++++ Text to read

On Wed, Sep 11, 2019 at 04:09:25PM -0300, Rafael David Tinoco wrote:
> > Zhengui's theory that notify_me doesn't work properly on ARM is more
> > promising, but he couldn't provide a clear explanation of why he thought
> > notify_me is involved.  In particular, I would have expected notify_me to
> > be wrong if the qemu_poll_ns call came from aio_ctx_dispatch, for example:
> > 
> > 
> >     glib_pollfds_fill
> >       g_main_context_prepare
> >         aio_ctx_prepare
> >           atomic_or(&ctx->notify_me, 1)
> >     qemu_poll_ns
> >     glib_pollfds_poll
> >       g_main_context_check
> >         aio_ctx_check
> >           atomic_and(&ctx->notify_me, ~1)
> >       g_main_context_dispatch
> >         aio_ctx_dispatch
> >           /* do something for event */
> >             qemu_poll_ns 
> > 
> 
> Paolo,
> 
> I tried confining execution in a single NUMA domain (cpu & mem) and
> still faced the issue, then, I added a mutex "ctx->notify_me_lcktest"

++++++++

_Jobs_
a - In the mailing list thread about notify_me, what did the person addressing Paolo try first, before adding a mutex?
b - Write the next part of the mailing list thread about notify_me, picking up from its final line.

++++ Extracted data

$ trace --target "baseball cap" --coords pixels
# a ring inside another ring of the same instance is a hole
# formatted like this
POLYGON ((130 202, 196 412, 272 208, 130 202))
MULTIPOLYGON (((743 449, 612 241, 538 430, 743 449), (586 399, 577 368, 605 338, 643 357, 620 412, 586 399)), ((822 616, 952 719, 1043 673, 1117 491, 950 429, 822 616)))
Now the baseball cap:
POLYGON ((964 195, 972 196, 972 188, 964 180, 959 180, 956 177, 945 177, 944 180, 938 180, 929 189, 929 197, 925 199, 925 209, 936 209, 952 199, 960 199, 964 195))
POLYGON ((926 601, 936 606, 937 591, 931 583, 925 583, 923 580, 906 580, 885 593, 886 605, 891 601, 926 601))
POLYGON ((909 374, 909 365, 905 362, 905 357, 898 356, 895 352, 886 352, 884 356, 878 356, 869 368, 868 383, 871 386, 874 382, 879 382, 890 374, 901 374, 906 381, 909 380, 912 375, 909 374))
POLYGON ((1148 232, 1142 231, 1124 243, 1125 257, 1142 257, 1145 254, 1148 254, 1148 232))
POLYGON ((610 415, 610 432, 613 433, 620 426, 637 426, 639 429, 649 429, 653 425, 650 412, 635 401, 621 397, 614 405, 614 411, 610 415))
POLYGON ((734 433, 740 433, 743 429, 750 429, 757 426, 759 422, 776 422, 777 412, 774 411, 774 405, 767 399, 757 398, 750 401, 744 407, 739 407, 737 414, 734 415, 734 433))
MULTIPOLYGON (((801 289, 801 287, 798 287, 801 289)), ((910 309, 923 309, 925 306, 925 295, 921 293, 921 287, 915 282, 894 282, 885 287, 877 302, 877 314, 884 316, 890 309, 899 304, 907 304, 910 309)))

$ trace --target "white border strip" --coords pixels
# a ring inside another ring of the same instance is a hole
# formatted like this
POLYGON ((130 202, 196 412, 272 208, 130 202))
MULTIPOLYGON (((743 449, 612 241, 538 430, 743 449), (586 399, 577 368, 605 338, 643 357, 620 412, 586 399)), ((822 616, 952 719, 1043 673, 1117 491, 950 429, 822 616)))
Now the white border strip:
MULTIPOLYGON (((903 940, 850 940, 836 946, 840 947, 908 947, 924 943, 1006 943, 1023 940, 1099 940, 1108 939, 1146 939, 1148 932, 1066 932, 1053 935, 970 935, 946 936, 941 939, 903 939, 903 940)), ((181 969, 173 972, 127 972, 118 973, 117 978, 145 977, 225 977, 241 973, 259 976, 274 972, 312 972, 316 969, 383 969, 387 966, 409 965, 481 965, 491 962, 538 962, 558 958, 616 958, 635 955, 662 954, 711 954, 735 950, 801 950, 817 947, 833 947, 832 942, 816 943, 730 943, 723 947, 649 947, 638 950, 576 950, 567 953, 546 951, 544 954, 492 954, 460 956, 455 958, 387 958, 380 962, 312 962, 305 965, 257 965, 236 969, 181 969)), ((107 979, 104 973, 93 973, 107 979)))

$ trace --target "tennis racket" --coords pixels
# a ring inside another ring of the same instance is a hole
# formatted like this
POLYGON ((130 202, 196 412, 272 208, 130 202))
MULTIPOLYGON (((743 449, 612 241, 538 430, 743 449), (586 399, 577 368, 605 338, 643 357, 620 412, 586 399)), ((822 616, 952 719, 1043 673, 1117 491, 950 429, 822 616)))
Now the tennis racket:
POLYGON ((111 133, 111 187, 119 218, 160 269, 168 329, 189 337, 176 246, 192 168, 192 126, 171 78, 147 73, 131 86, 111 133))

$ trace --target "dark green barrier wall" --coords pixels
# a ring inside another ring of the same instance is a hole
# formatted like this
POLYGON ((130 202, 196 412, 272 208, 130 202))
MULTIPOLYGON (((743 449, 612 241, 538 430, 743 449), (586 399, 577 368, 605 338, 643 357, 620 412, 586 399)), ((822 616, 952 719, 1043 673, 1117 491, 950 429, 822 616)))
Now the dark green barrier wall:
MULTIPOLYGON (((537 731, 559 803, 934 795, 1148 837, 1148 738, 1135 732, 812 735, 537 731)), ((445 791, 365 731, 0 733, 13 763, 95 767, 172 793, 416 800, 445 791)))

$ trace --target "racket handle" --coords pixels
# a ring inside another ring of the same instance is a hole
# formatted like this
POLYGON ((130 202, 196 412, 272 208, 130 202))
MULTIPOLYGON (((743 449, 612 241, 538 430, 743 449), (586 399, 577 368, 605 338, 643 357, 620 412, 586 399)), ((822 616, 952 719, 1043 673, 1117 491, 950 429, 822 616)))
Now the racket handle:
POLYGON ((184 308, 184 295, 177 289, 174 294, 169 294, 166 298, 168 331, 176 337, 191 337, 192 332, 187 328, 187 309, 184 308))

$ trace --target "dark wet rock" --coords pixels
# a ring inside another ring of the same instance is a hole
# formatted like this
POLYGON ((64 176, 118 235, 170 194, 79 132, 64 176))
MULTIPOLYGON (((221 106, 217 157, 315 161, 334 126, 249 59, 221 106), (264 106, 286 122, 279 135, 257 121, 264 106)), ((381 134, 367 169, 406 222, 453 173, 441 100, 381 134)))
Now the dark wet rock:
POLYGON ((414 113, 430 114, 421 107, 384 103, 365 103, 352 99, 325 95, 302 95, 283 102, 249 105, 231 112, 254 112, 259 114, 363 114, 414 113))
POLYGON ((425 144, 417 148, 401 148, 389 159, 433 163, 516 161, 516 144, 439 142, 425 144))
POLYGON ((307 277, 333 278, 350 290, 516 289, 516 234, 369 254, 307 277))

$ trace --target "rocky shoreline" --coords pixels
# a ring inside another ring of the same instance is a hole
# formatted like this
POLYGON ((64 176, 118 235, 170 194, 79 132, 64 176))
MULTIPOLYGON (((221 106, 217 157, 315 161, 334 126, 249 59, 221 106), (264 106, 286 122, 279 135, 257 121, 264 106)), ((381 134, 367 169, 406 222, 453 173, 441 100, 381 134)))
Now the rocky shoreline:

++++++++

_Written answers_
a - Confining execution to a single NUMA domain (CPU and memory), which did not resolve the issue.

b -
> into context to protect "ctx->notify_me", like showed bellow, and it
> seems to have either fixed or mitigated it.
> 
> I was able to cause the hung once every 3 or 4 runs. I have already ran
> qemu-img convert more than 30 times now and couldn't reproduce it again.
> 
> Next step is to play with the barriers and check why existing ones
> aren't enough for ordering access to ctx->notify_me ... or should I
> try/do something else in your opinion ?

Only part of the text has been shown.